» What to work on:
The expected output is each entry, given again exactly.

[[ Data provided, beginning ]]

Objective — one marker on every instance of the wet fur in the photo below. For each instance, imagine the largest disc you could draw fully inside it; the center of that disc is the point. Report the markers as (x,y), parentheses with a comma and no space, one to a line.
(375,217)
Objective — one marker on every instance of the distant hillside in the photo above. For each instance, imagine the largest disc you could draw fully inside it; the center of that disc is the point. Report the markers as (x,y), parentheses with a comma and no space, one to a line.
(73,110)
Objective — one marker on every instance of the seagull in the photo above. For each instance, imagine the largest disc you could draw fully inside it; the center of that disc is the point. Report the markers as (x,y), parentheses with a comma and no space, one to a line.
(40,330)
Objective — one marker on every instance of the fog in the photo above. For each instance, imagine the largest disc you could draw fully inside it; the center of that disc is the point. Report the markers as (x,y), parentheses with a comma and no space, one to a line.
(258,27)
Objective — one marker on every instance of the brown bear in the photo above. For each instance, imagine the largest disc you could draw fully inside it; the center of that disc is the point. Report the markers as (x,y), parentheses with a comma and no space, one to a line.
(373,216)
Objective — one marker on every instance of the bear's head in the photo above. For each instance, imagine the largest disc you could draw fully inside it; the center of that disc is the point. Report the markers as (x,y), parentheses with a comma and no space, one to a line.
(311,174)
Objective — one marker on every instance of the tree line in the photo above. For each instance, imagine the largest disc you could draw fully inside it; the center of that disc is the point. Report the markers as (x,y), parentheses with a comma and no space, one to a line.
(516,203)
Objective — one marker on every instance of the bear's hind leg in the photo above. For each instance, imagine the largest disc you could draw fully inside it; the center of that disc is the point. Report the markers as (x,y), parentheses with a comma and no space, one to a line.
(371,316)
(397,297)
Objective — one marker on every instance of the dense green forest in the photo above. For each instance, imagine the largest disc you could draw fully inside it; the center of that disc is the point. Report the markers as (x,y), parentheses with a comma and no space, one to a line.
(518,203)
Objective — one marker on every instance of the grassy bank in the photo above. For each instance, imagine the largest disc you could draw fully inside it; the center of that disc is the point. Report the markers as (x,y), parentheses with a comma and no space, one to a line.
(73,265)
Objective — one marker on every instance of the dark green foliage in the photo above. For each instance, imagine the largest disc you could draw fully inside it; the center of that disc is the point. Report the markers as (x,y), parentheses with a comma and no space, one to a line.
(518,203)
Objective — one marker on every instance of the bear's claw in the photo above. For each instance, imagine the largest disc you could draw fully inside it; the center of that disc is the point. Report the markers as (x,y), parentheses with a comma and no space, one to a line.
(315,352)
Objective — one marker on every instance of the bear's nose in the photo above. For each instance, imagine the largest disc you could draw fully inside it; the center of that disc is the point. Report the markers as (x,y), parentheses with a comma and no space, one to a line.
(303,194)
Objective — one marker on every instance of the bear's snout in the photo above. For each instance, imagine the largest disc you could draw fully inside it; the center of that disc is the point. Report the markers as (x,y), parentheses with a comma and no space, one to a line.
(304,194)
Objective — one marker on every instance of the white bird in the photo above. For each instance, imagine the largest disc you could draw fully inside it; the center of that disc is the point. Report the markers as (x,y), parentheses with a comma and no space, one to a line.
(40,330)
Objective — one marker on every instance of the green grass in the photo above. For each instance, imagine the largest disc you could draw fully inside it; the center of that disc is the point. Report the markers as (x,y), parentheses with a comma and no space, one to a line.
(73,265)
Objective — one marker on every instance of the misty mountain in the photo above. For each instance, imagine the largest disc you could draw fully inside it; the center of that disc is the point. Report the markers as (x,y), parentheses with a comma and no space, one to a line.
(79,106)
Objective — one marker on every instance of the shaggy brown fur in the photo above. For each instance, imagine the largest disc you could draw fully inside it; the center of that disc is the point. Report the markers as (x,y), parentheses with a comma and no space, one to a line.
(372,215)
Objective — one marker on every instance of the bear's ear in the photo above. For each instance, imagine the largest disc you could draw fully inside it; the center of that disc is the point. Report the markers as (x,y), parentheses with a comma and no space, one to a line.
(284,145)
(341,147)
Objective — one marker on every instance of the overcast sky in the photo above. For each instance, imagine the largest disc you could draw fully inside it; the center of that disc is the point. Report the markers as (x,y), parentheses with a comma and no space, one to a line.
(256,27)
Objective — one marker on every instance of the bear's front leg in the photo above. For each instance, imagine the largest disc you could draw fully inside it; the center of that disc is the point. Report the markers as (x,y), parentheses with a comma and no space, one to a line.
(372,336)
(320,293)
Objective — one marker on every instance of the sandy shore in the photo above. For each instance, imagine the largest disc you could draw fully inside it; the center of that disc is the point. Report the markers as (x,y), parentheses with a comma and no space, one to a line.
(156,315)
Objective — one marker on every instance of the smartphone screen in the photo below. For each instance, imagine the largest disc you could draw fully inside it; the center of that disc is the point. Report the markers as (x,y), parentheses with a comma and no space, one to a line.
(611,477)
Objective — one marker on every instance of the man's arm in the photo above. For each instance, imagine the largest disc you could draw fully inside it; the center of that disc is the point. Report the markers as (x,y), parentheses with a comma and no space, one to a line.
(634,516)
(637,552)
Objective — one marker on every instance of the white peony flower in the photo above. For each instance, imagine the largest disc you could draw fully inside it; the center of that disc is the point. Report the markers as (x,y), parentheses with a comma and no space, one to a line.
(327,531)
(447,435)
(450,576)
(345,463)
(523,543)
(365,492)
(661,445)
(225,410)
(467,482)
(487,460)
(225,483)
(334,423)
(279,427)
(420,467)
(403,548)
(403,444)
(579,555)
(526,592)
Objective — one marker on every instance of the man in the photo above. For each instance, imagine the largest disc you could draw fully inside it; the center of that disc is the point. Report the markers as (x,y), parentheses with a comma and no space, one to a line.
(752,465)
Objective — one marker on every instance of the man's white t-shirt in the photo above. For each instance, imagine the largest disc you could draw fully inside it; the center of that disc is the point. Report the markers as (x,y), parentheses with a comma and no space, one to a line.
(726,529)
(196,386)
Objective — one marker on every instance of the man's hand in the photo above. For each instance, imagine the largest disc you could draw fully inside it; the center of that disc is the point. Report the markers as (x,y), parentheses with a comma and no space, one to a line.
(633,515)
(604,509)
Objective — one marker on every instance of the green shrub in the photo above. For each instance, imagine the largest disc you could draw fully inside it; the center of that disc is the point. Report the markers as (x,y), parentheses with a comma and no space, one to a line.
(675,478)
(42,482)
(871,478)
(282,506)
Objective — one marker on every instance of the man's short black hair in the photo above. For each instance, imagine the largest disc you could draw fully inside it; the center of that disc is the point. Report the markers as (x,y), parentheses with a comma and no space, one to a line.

[[ Data provided, end ]]

» Task response:
Objective — one marker on every instance of the wet fur in the photo below. For each instance, imagine the largest disc you could draw fully inside it; the center of that disc is the point. Report the markers as (x,y), parentheses with a comma and no space, one to a line.
(375,217)
Objective — one marker on every instance of the distant hillside in the photo above. For each instance, imagine the largest disc you could draw fully inside it; the center of that disc is the point. Report the markers as (x,y), parentheses with a comma and no space, one to a line.
(73,110)
Objective — one marker on every instance of the seagull in the photo above. For each instance, imagine the largest disc you could draw fully inside it; the center of that disc is the point. Report the markers as (x,y), parentheses with a comma and no space, one to a line.
(40,330)
Objective — one marker on every instance of the fog in the photo above. For each instance, imagine the largest disc you could draw fully inside it; the center of that disc is the point. Report the markers as (x,y), parentheses with a comma and no space, one to a line.
(258,27)
Objective — one marker on every instance of the brown bear in the photo above. For each instance, imagine the largest disc you could draw fully inside it; the center of that disc is the point. Report the markers as (x,y), parentheses with a comma and no space, one to a line.
(373,216)
Objective — one marker on every instance of the bear's head in the photo above. For each instance, imagine the largest disc you could draw fully inside it; the center of that disc is the point. Report the markers as (x,y), parentheses with a comma and no space, one to a line.
(311,174)
Objective — one marker on every instance of the tree line in the photo above. For each instance, imagine the largest disc you could draw fully inside it; the center of that disc is the point. Report the markers as (x,y), parentheses with a comma and no space, one to a line.
(516,203)
Objective — one marker on every instance of the bear's hind leg in the photo above. For each instance, imagine the largest disc you could draw fully inside it; the center of that disc is the point. Report the markers as (x,y), parentheses with a comma and no space, one to a line.
(371,316)
(397,297)
Objective — one marker on every instance of the dense green forest in the photo above. For each instance, imagine the largest disc you could draw fully inside it; the center of that disc is the point. Report the markers as (x,y), parentheses with a comma and no space, one to a line.
(518,203)
Objective — one marker on every instance of the grassy bank in the photo above. For each instance, imagine the largest disc you could draw fully inside it; the center of that disc is the point. Report the markers as (x,y), parentheses with a comma and no space, one to a line.
(73,265)
Objective — one marker on every instance of the dark green foliage in the photo above. For each instance, imagine the largest disc you could draw fully inside it; the center of that disc is the point. Report the markers as (x,y), parentheses with a comma and no space, one to a line.
(518,203)
Objective — one marker on every instance of the bear's claw in the photo above. For each instance, imagine the largest disc you could draw fully inside it; the center of that disc is the point. Report the markers as (x,y), parentheses with a comma and no space, one to a line.
(315,352)
Objective — one marker on every instance of the bear's nose in the photo above. For each instance, imagine the largest disc you could draw fully inside it; the center of that disc is the point. Report the markers as (x,y), parentheses with a comma and no space, one to a line.
(303,194)
Objective — one marker on every instance of the bear's snout in the photo above. For each instance, imagine the largest disc you could draw fully inside it; the center of that disc is the point. Report the markers as (x,y), parentheses with a comma and no space, one to a line.
(304,194)
Objective — one marker on every instance of the white bird in the photo above. For each instance, imagine the largest disc you could draw fully inside it; the center of that disc is the point. Report the markers as (x,y), parentheses with a comma and no space, one to a line.
(40,330)
Objective — one marker on every instance of the green grass in the photo above. For each instance, imagine the largest disc you could draw fully inside it; the center of that disc is the point. Report the markers as (x,y), parentheses with a comma and no space, one to a line.
(73,265)
Objective — one marker on every instance of the misty mountain in the photo above. For each instance, imagine the largest disc you could draw fully inside it; the center of that disc is the point. Report the markers as (x,y), parentheses with a comma and no space, one to a line.
(79,106)
Objective — one marker on every instance of the shaggy brown fur in the photo above. For each instance, imagine the largest disc you could draw fully inside it; the center of that disc is the point. Report the markers as (x,y), parentheses with a comma and no space, one to a line.
(372,215)
Objective — one marker on every instance of the bear's ear in the photo above. For each instance, imagine the largest disc you could draw fully inside it; the center of that disc is the point. Report the markers as (x,y), parentheses with a comma and no space, one to a line.
(284,145)
(341,147)
Objective — one marker on every instance of the overcast sky in the photo above. For each instance, imagine the largest disc you could draw fully inside it; the center of that disc is the point. Report the markers as (x,y), parentheses with a comma and no space, one to a line.
(256,27)
Objective — one marker on every instance of the bear's front leg in the photo above. For each instance, imagine the largest disc you could draw fully inside it; the center of that disc is the point. Report the markers as (x,y), parentheses with a comma and no space, one to a line.
(372,336)
(320,293)
Objective — one marker on every instance of the sandy shore in the photo above. For each instance, imagine the largest disc you could draw fully inside it; the center of that disc is the point. Report the markers as (x,y), parentheses with a comma and no space, one to a line.
(156,315)
Objective — one marker on every instance of the smartphone screen in the photo below. For each instance, imagine the largest disc you could draw fully inside it; the center of that disc is the point. Report the markers as (x,y), parentheses with a comma and no space, one to a line.
(611,477)
Objective — one marker on every instance of the man's arm in the photo above. For each instance, imagine the largest disc you could draw fully inside it; the center of that disc is the point. Report the markers as (x,y), parentheses with a comma and no space, one to a line.
(634,516)
(637,552)
Objective — one marker on every instance of the white peony flower in the photo above. For each instance, imagine the largest disc you could draw fully inside it; the center of that disc is the point. Report the markers as (x,y), parentheses with a comma and no space, one to a line.
(327,531)
(447,435)
(450,576)
(345,463)
(523,543)
(365,492)
(661,445)
(225,410)
(467,482)
(487,460)
(225,483)
(334,423)
(279,427)
(420,467)
(403,548)
(403,444)
(579,555)
(526,592)
Objective — one marker on every instance of the man in the photo above. For each instance, imagine the largest disc you could draw fully inside it; the center of that disc is the point. Report the markers as (x,y), parentheses with a comma and no space, one to a line.
(752,465)
Objective — one marker on every instance of the man's white t-shirt in the photo above. For each instance, imagine the largest disc you could draw fully inside it; the center of that disc is the point. Report the markers as (x,y), parentheses with a comma and no space, one to a line.
(726,529)
(196,386)
Objective — one marker on every instance of the man's hand in the photo above. For each instance, imagine the largest disc you could draw fully inside it; the center of that disc is the point. Report the markers as (x,y), parentheses with a comma and no space, one to a line.
(633,515)
(604,509)
Objective — one marker on every instance of the green shrub in the photo above. For each instance, imagine the largest disc you could draw fully inside it; the center of that disc is the point. Report the markers as (x,y), parentheses with a comma and no space, one to a line.
(675,478)
(42,482)
(871,478)
(282,506)
Objective — one marker on every instance of the man's short black hair in the photo above. For each instance, imagine the largest disc you could draw fully inside it; the center of that disc is the point. Report the markers as (x,y), parentheses with a comma and no space, one to a line.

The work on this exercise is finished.